Your objective.
Could you put the stretch of the material from the line containing "tag the sidewalk" through the end of the material into a JSON list of strings, one string per line, with blank lines left out?
>> begin Records to use
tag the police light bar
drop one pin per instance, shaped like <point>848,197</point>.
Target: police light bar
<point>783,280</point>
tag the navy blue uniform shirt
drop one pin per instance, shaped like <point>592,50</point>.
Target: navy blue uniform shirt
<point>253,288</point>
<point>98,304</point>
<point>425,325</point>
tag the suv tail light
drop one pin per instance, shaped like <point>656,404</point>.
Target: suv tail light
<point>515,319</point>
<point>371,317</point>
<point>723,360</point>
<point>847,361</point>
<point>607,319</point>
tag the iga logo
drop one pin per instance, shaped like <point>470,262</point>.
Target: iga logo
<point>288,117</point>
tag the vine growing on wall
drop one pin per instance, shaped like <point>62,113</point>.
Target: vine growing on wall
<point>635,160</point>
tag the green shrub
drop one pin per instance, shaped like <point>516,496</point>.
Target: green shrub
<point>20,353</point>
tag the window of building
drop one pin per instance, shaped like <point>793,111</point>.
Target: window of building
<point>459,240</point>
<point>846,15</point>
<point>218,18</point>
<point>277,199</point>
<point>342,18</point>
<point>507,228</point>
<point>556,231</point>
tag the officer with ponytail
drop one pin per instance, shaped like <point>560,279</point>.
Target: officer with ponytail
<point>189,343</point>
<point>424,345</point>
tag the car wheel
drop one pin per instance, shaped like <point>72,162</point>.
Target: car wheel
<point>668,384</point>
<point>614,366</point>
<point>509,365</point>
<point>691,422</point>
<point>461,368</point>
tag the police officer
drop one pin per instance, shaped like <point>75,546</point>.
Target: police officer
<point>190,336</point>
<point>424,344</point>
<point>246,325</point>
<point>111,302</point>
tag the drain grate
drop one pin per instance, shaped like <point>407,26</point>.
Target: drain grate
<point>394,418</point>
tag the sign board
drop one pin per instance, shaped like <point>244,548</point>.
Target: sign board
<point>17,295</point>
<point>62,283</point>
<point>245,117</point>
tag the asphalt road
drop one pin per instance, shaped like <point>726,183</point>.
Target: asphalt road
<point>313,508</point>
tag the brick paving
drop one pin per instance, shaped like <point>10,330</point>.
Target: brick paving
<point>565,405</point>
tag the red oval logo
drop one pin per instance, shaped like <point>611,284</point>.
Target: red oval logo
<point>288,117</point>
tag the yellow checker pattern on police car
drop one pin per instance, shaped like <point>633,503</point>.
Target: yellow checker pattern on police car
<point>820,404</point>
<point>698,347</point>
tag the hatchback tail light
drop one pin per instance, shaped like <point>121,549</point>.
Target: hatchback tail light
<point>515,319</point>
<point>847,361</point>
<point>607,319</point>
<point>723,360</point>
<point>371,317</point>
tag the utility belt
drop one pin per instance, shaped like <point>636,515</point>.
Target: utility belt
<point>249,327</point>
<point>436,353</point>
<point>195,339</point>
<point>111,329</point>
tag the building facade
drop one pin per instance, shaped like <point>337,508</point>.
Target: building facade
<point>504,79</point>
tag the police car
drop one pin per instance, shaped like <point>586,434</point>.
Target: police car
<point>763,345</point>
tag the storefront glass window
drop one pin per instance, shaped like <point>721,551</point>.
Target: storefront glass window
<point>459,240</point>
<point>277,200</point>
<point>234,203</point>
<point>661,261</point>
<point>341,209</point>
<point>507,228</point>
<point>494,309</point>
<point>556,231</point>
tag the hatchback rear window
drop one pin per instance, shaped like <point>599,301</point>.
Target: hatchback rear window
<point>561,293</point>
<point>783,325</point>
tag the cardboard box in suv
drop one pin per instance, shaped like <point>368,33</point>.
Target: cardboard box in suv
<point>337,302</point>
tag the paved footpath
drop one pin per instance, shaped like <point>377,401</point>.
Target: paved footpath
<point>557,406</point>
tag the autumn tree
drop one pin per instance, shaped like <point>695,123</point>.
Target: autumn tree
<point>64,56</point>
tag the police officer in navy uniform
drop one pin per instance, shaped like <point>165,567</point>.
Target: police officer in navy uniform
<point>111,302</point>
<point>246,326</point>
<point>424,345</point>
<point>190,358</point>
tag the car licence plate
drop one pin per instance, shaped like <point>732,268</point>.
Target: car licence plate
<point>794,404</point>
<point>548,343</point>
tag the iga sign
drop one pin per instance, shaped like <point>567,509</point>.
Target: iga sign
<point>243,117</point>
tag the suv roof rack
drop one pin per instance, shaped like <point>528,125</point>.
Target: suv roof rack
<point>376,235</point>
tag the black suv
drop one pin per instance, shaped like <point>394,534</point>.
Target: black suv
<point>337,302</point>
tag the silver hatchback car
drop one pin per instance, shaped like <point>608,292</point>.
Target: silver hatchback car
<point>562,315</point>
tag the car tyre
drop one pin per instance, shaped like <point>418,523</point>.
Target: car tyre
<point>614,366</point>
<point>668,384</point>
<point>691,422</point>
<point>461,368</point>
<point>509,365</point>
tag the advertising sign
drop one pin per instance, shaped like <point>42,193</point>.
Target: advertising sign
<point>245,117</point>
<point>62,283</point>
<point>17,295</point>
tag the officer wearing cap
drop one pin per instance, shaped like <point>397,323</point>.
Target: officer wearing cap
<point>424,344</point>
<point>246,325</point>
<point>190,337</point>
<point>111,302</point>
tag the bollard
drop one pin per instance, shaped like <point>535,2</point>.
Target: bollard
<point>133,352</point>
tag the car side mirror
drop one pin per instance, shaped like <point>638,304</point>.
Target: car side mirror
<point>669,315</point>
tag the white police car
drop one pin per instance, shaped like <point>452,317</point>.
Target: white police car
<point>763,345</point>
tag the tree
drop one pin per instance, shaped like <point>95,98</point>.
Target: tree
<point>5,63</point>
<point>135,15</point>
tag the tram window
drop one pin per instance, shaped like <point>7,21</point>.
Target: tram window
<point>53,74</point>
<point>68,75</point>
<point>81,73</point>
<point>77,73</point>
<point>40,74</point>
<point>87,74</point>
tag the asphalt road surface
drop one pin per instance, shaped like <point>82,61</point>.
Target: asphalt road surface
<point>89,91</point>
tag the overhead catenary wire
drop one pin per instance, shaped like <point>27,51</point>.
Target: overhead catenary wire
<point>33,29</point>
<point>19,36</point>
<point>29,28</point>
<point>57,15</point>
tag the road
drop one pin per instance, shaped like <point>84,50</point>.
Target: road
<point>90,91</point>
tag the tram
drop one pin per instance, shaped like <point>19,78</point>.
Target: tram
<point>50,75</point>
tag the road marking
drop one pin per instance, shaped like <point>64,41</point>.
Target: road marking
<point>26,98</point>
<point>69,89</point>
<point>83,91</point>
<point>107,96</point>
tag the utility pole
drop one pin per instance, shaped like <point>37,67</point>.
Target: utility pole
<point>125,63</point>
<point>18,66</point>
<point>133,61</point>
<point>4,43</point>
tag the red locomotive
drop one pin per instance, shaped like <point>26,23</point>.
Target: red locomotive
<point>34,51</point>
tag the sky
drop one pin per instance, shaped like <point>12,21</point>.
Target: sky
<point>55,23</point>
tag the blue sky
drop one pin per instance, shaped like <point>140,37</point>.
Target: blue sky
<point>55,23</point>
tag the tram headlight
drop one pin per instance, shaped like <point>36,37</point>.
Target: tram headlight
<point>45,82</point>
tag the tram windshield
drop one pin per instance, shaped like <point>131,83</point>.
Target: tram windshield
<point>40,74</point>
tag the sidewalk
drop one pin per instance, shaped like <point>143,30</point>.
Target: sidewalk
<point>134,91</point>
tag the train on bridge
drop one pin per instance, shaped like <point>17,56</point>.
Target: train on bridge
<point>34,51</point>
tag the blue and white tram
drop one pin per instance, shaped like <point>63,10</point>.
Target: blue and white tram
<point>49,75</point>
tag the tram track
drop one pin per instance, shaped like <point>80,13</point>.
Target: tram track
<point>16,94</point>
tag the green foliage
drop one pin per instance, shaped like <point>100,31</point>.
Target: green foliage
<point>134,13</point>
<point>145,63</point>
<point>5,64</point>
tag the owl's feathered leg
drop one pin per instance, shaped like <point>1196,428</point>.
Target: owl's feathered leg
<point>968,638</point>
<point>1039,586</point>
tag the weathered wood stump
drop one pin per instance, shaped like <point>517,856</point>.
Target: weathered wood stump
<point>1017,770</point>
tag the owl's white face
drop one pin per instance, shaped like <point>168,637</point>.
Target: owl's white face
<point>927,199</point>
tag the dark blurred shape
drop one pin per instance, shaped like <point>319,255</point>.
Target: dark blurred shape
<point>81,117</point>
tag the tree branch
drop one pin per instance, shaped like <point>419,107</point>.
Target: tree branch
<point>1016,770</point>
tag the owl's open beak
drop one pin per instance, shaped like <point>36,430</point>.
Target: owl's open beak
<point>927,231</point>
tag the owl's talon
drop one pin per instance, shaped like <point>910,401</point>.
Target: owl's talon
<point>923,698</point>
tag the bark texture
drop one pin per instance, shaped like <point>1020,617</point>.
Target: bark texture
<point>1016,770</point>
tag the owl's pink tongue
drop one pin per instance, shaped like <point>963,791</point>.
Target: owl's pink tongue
>> end Records to use
Result for this exercise.
[
  "tag the sidewalk",
  "drop one pin per instance, shaped like <point>143,30</point>.",
  "Target: sidewalk",
  "<point>134,91</point>",
  "tag the train on bridge",
  "drop one pin per instance, shaped like <point>17,56</point>.",
  "Target: train on bridge",
  "<point>34,51</point>",
  "tag the blue and white tram",
  "drop one pin per instance, shaped like <point>63,10</point>.",
  "Target: blue and white tram",
  "<point>49,75</point>",
  "tag the tram track",
  "drop one pin per instance, shaped like <point>80,13</point>.",
  "Target: tram track",
  "<point>16,94</point>",
  "tag the green foliage",
  "drop one pin per instance, shaped like <point>100,31</point>.",
  "Target: green foliage",
  "<point>134,13</point>",
  "<point>145,63</point>",
  "<point>5,64</point>",
  "tag the owl's feathered leg",
  "drop one pin per instance, shaped like <point>1196,428</point>.",
  "Target: owl's feathered leg",
  "<point>968,638</point>",
  "<point>1039,586</point>",
  "tag the weathered wood stump",
  "drop one pin per instance, shaped like <point>517,856</point>.",
  "Target: weathered wood stump",
  "<point>1017,770</point>",
  "tag the owl's white face",
  "drop one pin per instance, shaped like <point>168,637</point>.",
  "Target: owl's white face",
  "<point>927,199</point>",
  "tag the dark blurred shape",
  "drop one pin per instance, shaped like <point>319,255</point>.",
  "Target: dark blurred shape",
  "<point>81,117</point>",
  "tag the tree branch",
  "drop one pin per instance, shaped like <point>419,107</point>.",
  "Target: tree branch",
  "<point>1016,770</point>",
  "tag the owl's open beak",
  "drop one pin per instance, shaped like <point>36,430</point>.",
  "Target: owl's open beak",
  "<point>927,231</point>",
  "tag the owl's talon",
  "drop one pin per instance, shaped like <point>910,401</point>.",
  "Target: owl's talon",
  "<point>923,698</point>",
  "tag the bark texture",
  "drop one pin per instance, shaped like <point>1020,617</point>.",
  "Target: bark texture",
  "<point>1016,770</point>",
  "tag the owl's pink tongue",
  "drop one pin per instance, shaped like <point>963,791</point>.",
  "Target: owl's pink tongue"
]